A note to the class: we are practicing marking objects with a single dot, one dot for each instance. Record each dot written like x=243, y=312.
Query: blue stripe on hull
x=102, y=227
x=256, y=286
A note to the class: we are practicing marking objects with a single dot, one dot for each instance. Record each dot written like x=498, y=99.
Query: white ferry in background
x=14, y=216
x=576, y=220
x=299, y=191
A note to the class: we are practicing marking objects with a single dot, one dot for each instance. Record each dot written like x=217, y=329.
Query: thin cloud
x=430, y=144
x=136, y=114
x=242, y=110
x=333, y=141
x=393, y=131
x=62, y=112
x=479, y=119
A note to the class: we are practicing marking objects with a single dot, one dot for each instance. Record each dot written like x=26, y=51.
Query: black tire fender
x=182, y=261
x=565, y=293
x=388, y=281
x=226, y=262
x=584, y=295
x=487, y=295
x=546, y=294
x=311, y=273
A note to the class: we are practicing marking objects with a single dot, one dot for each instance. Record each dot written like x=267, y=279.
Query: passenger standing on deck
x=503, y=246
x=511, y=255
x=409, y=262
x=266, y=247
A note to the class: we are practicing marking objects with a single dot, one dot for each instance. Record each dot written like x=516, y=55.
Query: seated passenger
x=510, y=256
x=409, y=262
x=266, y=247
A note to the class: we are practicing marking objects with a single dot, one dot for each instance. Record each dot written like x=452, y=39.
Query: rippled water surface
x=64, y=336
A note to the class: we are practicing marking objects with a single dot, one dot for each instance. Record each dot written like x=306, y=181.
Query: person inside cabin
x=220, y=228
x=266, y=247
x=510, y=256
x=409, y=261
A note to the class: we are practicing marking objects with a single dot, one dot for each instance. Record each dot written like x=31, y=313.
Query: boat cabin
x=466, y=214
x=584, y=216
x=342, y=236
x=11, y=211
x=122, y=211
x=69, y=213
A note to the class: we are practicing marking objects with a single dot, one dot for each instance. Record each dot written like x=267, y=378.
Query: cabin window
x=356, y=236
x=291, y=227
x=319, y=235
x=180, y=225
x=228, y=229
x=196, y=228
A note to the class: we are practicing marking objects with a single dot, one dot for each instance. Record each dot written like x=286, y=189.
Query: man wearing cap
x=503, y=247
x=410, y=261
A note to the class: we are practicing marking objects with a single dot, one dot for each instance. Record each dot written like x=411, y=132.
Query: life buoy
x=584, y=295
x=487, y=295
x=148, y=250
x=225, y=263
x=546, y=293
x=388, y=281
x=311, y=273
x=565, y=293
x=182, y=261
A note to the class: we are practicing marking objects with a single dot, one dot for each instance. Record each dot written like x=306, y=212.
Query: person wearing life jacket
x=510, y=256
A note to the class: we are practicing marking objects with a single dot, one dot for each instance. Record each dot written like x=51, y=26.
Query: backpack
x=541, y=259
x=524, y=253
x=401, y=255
--- --- ---
■ REQUIREMENTS ■
Each line from the one containing "like x=411, y=132." to the end of the listing above should be copied exactly, and nothing else.

■ TASK RESULT ■
A note to the class: we are practicing marking objects with a single dot, one dot for each instance. Record each dot written like x=411, y=132.
Query: life buoy
x=584, y=295
x=487, y=295
x=148, y=250
x=225, y=263
x=546, y=293
x=388, y=281
x=311, y=273
x=565, y=293
x=182, y=261
A note to the class: we are practicing marking objects with a single dot, one dot for each instance. Record each dot written like x=306, y=212.
Query: person wearing life jacket
x=510, y=256
A note to the class: we are practicing marking objects with a single dot, one dot for each instance. Record each dot written like x=51, y=26.
Query: backpack
x=541, y=259
x=524, y=253
x=401, y=255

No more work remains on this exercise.